▸ Task instructions
From the data underneath, reproduce exactly the stretch that begins at the line with "Segment out white trim" and ends after the line with "Segment out work boot from the image above.".

═══ Study material ═══

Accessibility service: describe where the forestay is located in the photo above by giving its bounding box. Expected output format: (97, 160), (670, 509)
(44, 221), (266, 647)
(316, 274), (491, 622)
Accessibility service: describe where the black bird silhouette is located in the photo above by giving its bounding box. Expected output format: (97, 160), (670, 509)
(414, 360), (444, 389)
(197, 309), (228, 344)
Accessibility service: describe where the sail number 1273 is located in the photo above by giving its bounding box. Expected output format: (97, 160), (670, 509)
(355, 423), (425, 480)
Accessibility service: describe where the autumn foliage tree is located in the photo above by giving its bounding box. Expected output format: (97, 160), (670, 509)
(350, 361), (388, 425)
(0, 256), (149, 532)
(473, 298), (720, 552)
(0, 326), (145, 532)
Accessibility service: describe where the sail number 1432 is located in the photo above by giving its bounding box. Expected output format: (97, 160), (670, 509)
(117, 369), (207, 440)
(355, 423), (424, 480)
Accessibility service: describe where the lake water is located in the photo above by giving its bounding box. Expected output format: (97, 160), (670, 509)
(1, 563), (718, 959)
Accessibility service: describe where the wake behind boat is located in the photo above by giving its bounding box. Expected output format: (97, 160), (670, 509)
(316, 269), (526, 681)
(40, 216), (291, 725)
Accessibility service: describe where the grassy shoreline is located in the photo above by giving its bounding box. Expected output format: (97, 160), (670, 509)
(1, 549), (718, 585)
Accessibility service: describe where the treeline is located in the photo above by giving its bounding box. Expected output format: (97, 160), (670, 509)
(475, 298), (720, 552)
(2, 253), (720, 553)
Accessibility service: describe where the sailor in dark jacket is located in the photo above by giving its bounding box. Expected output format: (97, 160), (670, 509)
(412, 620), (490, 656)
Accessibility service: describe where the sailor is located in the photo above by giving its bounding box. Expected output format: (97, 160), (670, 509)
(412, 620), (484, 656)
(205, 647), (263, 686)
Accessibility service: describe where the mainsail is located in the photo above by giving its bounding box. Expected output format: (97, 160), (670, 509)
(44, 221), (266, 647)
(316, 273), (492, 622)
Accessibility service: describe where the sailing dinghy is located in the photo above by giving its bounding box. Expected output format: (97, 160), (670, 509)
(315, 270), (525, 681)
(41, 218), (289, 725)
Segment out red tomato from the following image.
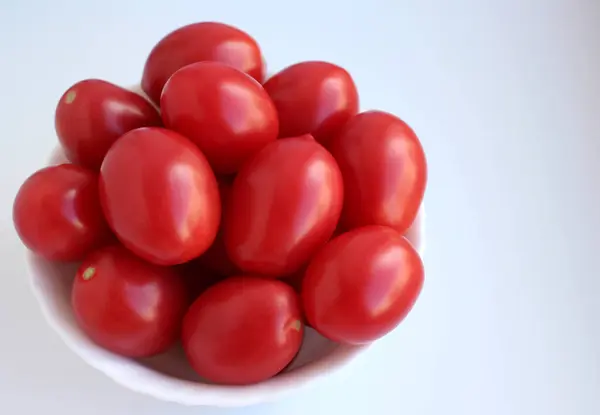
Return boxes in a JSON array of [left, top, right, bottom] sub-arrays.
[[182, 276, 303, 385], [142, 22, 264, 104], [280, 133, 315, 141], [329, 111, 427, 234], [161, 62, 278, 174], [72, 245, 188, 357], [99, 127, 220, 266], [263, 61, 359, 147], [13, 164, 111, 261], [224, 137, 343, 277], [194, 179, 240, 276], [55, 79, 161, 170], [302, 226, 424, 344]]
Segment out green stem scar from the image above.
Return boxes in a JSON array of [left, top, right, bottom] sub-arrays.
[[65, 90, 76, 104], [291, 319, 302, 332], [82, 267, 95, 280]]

═══
═══ Study material ═══

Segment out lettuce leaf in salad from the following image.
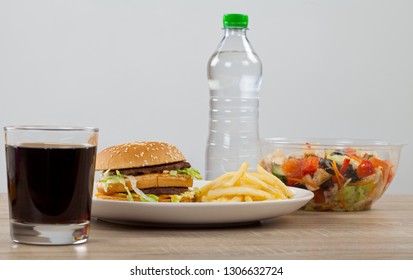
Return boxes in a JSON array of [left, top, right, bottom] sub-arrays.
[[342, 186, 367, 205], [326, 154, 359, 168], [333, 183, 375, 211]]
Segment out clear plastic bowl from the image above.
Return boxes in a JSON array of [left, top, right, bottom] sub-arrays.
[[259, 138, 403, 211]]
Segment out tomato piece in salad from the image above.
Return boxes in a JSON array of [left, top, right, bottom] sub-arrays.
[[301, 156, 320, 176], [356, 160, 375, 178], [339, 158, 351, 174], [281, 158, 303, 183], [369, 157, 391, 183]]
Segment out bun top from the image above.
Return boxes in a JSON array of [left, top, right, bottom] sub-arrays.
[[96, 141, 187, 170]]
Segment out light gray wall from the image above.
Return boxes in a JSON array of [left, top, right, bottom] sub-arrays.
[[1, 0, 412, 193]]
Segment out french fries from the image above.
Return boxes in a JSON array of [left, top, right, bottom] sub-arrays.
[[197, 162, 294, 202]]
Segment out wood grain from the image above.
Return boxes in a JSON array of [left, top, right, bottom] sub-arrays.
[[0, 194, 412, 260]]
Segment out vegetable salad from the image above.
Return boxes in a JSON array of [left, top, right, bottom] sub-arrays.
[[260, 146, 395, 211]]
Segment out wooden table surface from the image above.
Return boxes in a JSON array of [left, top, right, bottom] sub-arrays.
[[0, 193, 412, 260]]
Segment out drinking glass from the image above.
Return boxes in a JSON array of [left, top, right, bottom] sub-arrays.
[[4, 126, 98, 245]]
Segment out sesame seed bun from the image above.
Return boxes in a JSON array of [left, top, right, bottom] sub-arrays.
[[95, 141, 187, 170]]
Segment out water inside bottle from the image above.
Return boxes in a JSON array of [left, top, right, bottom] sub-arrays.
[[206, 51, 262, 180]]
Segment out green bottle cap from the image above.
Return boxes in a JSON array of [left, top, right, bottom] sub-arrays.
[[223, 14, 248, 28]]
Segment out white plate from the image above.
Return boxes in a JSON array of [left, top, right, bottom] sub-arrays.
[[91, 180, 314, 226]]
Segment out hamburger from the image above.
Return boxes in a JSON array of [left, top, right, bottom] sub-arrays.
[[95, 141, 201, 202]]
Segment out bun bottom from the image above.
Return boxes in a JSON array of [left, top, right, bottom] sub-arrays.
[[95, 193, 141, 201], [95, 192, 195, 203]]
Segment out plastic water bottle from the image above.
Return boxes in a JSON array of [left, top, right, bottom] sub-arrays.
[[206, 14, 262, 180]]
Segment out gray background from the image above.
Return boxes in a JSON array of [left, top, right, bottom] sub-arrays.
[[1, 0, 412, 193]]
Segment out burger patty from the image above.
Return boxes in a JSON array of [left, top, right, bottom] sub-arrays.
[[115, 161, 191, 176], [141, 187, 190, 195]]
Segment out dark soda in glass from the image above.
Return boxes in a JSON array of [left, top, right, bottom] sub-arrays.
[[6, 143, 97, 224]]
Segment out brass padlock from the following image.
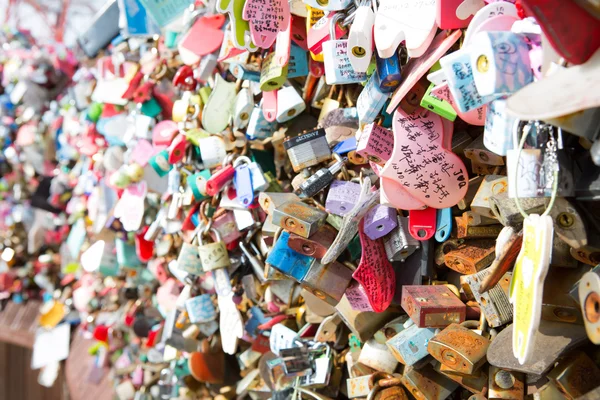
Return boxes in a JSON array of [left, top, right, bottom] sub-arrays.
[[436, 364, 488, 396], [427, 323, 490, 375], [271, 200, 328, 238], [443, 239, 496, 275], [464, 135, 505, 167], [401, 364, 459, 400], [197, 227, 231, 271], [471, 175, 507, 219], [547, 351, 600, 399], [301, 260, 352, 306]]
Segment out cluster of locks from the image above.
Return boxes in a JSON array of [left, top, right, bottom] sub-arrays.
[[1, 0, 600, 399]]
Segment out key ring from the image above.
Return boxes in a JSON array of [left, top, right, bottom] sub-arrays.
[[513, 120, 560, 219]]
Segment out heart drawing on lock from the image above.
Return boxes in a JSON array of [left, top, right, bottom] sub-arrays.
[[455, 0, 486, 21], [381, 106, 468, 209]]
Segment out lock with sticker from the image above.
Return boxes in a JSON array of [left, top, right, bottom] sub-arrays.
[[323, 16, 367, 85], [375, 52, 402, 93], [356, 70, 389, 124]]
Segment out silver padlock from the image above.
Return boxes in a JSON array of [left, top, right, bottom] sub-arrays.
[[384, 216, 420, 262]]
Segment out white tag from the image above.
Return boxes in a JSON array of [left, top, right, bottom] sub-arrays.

═══
═══ Study material ═══

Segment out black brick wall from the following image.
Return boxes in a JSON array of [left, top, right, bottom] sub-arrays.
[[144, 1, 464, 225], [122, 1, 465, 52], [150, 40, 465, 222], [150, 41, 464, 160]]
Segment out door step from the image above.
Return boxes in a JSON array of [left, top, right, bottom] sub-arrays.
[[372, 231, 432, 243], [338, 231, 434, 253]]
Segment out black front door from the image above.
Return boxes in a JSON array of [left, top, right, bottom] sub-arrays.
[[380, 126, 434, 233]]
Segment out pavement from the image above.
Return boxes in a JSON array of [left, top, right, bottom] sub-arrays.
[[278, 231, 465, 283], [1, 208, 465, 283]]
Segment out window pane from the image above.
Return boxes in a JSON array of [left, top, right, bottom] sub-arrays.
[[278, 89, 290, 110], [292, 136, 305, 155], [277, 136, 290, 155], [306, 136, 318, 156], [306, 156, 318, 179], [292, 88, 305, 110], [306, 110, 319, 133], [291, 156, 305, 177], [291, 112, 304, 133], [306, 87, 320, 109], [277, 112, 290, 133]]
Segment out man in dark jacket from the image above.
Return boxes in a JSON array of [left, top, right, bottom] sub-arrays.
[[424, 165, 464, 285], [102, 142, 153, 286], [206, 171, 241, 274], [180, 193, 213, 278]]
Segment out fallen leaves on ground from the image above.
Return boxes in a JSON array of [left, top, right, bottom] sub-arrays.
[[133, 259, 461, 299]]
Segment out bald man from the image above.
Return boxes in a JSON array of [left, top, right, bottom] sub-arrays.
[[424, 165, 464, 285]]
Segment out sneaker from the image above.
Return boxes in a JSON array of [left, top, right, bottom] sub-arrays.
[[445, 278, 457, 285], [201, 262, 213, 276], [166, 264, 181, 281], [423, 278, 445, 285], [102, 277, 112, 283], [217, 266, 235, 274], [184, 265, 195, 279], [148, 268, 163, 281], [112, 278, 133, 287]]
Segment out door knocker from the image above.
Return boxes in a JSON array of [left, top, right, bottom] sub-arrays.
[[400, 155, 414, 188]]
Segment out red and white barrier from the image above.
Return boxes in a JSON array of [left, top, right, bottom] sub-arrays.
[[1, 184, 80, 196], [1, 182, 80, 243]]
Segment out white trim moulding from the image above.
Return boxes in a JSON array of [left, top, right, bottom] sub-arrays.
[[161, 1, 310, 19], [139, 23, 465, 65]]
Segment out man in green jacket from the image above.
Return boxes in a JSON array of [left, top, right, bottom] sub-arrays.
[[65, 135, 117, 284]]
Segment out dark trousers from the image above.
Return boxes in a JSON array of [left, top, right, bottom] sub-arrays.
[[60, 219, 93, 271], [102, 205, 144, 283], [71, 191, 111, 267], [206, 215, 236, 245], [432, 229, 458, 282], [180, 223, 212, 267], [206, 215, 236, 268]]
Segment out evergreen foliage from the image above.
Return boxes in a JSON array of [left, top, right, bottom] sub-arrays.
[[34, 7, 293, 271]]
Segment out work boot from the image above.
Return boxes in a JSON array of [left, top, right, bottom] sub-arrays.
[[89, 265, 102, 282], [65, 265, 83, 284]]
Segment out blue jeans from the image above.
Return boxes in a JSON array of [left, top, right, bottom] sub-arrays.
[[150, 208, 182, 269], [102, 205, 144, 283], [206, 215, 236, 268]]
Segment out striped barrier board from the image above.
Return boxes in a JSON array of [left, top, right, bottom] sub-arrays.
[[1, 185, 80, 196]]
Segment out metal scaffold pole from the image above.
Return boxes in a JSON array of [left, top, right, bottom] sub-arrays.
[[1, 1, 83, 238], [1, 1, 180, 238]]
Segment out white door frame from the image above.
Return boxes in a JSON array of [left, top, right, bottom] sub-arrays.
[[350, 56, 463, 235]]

═══

▸ Reply to the task
Segment out white trim moulding from the image above.
Return boxes in a JSON array of [left, top, right, bottom] sub-arrays.
[[161, 1, 310, 19], [139, 23, 465, 65]]
Segment out man in green jacket from the image above.
Return boxes in a JSON array of [left, top, right, bottom] sub-arrays.
[[65, 135, 117, 284]]
Segment out dark trousers from the image above.
Return boxes in a JSON array of [left, top, right, bottom] sub-arrays.
[[60, 219, 93, 271], [102, 205, 144, 283], [71, 191, 111, 267], [206, 215, 236, 245], [432, 229, 458, 282], [180, 223, 212, 267], [206, 215, 236, 268]]
Segment out evergreen foliage from the image above.
Return boxes in a JSON array of [left, top, right, bottom] sub-arrays.
[[34, 7, 293, 271]]
Segment out work boot from the image above.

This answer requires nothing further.